Supplied records Start Marker

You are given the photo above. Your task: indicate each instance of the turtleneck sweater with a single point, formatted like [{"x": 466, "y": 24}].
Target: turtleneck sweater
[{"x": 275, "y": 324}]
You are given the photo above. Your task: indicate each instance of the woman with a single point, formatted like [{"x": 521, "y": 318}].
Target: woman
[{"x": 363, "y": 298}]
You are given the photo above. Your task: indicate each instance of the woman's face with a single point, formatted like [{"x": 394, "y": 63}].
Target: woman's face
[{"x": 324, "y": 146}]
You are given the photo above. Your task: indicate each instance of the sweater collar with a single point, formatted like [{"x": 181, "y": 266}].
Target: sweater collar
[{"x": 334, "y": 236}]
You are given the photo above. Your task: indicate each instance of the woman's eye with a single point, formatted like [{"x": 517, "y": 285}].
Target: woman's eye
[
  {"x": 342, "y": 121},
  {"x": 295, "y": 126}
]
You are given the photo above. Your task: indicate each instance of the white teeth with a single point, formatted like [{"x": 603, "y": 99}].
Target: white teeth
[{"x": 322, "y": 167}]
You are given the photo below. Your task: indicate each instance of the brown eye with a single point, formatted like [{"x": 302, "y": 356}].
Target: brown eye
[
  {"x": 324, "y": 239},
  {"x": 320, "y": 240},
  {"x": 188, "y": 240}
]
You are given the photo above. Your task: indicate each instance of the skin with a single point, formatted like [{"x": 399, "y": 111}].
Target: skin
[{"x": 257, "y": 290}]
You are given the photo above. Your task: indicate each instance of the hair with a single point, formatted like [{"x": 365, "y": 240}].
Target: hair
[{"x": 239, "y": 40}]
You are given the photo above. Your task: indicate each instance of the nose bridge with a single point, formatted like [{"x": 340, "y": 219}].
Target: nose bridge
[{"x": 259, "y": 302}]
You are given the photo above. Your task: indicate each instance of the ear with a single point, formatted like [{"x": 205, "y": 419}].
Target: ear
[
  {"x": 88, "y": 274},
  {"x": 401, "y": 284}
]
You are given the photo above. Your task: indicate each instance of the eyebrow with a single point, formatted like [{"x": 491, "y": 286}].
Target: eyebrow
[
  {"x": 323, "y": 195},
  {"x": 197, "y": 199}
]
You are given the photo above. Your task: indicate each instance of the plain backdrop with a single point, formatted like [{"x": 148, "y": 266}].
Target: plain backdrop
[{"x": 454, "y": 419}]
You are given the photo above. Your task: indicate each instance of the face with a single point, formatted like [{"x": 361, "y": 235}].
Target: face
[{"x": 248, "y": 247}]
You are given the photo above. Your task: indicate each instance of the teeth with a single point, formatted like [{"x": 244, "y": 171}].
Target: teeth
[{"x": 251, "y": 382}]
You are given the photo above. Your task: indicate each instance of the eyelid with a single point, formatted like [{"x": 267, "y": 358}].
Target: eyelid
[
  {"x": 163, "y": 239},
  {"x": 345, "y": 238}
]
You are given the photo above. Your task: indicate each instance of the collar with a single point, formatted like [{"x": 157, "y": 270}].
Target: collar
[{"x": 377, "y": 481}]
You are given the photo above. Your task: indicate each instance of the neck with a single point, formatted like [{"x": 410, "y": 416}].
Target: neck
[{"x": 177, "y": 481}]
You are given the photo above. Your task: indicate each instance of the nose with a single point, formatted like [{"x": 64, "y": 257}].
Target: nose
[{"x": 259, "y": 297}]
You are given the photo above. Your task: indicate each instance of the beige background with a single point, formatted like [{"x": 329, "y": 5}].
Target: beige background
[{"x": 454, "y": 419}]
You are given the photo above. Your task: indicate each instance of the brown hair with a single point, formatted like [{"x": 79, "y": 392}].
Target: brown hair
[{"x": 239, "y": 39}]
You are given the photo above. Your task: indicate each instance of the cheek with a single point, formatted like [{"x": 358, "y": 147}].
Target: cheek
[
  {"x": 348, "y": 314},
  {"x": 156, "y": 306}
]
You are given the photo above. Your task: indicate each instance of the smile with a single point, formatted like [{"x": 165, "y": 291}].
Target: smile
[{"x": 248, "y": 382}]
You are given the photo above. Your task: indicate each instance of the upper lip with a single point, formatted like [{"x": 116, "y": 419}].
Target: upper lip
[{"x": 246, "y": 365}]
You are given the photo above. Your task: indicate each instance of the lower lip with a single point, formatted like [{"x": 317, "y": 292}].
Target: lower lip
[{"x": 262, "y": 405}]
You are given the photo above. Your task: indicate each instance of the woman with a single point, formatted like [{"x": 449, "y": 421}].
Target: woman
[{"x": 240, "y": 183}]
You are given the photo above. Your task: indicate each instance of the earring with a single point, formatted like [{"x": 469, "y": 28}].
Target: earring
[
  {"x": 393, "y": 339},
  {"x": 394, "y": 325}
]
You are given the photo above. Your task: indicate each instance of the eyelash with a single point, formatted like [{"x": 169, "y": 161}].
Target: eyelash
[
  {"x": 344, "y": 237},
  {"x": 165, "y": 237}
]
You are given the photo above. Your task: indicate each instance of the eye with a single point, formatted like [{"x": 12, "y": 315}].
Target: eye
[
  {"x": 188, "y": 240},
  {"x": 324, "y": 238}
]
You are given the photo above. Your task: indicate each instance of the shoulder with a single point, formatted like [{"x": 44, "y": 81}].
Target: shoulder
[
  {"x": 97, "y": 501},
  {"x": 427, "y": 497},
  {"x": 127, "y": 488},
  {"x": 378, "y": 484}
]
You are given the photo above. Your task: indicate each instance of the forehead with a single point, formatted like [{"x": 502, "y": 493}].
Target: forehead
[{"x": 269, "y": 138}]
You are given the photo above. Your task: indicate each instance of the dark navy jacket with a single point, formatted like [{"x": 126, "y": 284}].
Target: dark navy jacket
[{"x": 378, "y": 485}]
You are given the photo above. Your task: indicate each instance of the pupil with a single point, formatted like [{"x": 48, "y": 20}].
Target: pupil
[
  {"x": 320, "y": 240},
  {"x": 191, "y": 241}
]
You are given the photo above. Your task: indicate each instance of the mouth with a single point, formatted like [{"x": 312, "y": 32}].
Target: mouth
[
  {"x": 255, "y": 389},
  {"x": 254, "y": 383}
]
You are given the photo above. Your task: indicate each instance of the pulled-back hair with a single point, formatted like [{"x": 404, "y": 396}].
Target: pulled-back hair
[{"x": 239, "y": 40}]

Supplied records End Marker

▸ **Required work**
Set down the data exactly.

▸ **Finished exercise**
You are given the photo above. Your task: indicate each instance of the turtleneck sweater with a single point, formatted like [{"x": 466, "y": 24}].
Target: turtleneck sweater
[{"x": 275, "y": 324}]
You are given the photo above. Your task: indicate each instance of the woman with a single point, formatted like [{"x": 521, "y": 318}].
Target: woman
[{"x": 363, "y": 298}]
You are given the photo above. Your task: indicate each instance of the woman's face with a single point, formatted like [{"x": 394, "y": 63}].
Target: woman's face
[{"x": 324, "y": 146}]
You are given the photo above. Your task: indicate each instance of the sweater collar with a single point, formatted like [{"x": 181, "y": 266}].
Target: sweater collar
[{"x": 334, "y": 236}]
You are given the photo above. Your task: indicate each instance of the woman's eye with a single point, formatted like [{"x": 517, "y": 285}].
Target: woman's eye
[
  {"x": 342, "y": 121},
  {"x": 295, "y": 126}
]
You are given the photo above. Your task: indicate each instance of the white teeth with a single point, formatted like [{"x": 603, "y": 99}].
Target: white teeth
[{"x": 322, "y": 167}]
You are given the photo below. Your task: indicate each instance of the brown eye with a single point, formatted like [{"x": 302, "y": 356}].
Target: brown eye
[
  {"x": 324, "y": 239},
  {"x": 320, "y": 240},
  {"x": 188, "y": 240}
]
You are given the photo above. Your task: indicate each instance of the skin with a single point, formatted like [{"x": 399, "y": 111}].
Target: skin
[{"x": 257, "y": 290}]
You are given the photo above. Your task: indicate each instance of the hair with a single point, formatted like [{"x": 365, "y": 240}].
Target: hair
[{"x": 239, "y": 40}]
You are given the photo above. Your task: indicate each instance of the nose bridge with a single point, formatted like [{"x": 340, "y": 219}].
Target: nose bridge
[{"x": 259, "y": 302}]
You are given the photo above. Your task: indicate each instance of the ear with a single point, formatted like [{"x": 205, "y": 419}].
Target: ear
[
  {"x": 88, "y": 274},
  {"x": 401, "y": 284}
]
You are given the photo above. Your task: indicate each instance of the eyebrow with a single point, formatted like [{"x": 491, "y": 286}].
Target: eyebrow
[
  {"x": 323, "y": 195},
  {"x": 197, "y": 199}
]
You are given the photo above. Your task: indicate each instance of the plain backdrop with a single point, formatted like [{"x": 148, "y": 266}].
Target: plain backdrop
[{"x": 454, "y": 419}]
You are given the photo above. Your task: indicate each instance of the face with a single point, formatted like [{"x": 361, "y": 235}].
Target: face
[{"x": 248, "y": 247}]
You are given the photo above. Your task: indicate each instance of the teeth with a single point, formatted like [{"x": 244, "y": 171}].
Target: teeth
[{"x": 251, "y": 382}]
You are given the photo above. Your task: indicate each instance of the eyelid with a single point, formatted like [{"x": 267, "y": 358}].
Target: eyelid
[
  {"x": 163, "y": 239},
  {"x": 345, "y": 238}
]
You are given the photo above. Your task: indicate each instance of the collar with a single point, formatted like [{"x": 157, "y": 270}].
Target: collar
[{"x": 377, "y": 481}]
You are given the photo above. Your task: indicate each instance of the neck with a single point, formatted like [{"x": 410, "y": 416}].
Target: neck
[{"x": 177, "y": 481}]
You are given the photo above. Your task: indicate each instance of the nose with a single point, formatted like [{"x": 64, "y": 257}].
Target: nose
[{"x": 259, "y": 297}]
You are given the photo above. Your task: indicate each instance of the beige background with a single point, formatted like [{"x": 329, "y": 5}].
Target: beige background
[{"x": 454, "y": 419}]
You are given the photo above. Your task: indicate each instance of the brown hair with a single point, formatted like [{"x": 79, "y": 392}].
Target: brown hair
[{"x": 239, "y": 39}]
You are given the photo above. Your task: indicate each instance of the cheek with a single point, formatted like [{"x": 358, "y": 147}].
Target: cheek
[
  {"x": 348, "y": 314},
  {"x": 156, "y": 306}
]
You are given the photo above. Your task: indicate each instance of the smile with a single point, formatted like [{"x": 165, "y": 291}].
Target: smile
[{"x": 248, "y": 382}]
You are given the photo above. Your task: indicate each instance of the upper lip with a single point, formatted like [{"x": 116, "y": 419}].
Target: upper lip
[{"x": 246, "y": 365}]
You are given the photo above. Your task: indicate each instance of the lower lip with a single point, formatted like [{"x": 317, "y": 292}].
Target: lower lip
[{"x": 262, "y": 405}]
You are given the photo above. Your task: indicate each instance of the woman with a single point, formatted like [{"x": 449, "y": 421}].
Target: woman
[{"x": 240, "y": 183}]
You are given the photo above. Your task: indicate each instance of the earring with a single point, formatted like [{"x": 469, "y": 28}].
Target: earring
[
  {"x": 393, "y": 339},
  {"x": 394, "y": 325}
]
You are given the photo above. Your task: indicate each instance of the eyelash with a single point, formatted like [{"x": 169, "y": 161}].
Target: eyelash
[
  {"x": 344, "y": 237},
  {"x": 165, "y": 237}
]
You are given the photo above. Your task: indicate each instance of the eye with a single point, formatted like [{"x": 12, "y": 315}].
Target: eye
[
  {"x": 188, "y": 240},
  {"x": 324, "y": 238}
]
You are given the photo above. Your task: indicate each instance of the shoulder with a single point, formatted like [{"x": 44, "y": 81}].
Target: shoulder
[
  {"x": 97, "y": 501},
  {"x": 427, "y": 497},
  {"x": 127, "y": 488},
  {"x": 378, "y": 484}
]
You are given the photo above. Your task: indicate each instance of the forehead with a single point, formatted like [{"x": 502, "y": 493}].
Target: forehead
[{"x": 269, "y": 138}]
You are given the photo above. Your task: indicate each instance of the dark navy jacket with a single point, formatted like [{"x": 126, "y": 284}].
Target: dark navy jacket
[{"x": 378, "y": 485}]
You are given the photo above. Your task: indicate each instance of the pupil with a single point, formatted like [{"x": 48, "y": 20}].
Target: pupil
[
  {"x": 320, "y": 240},
  {"x": 191, "y": 241}
]
You are given the photo above. Your task: indicate each instance of the mouth with a single point, formatted like [{"x": 312, "y": 32}].
Target: mouth
[
  {"x": 255, "y": 389},
  {"x": 254, "y": 383}
]
You are given the photo above. Your task: indicate each instance of the pulled-back hair with a single point, formatted like [{"x": 404, "y": 396}].
Target: pulled-back hair
[{"x": 239, "y": 40}]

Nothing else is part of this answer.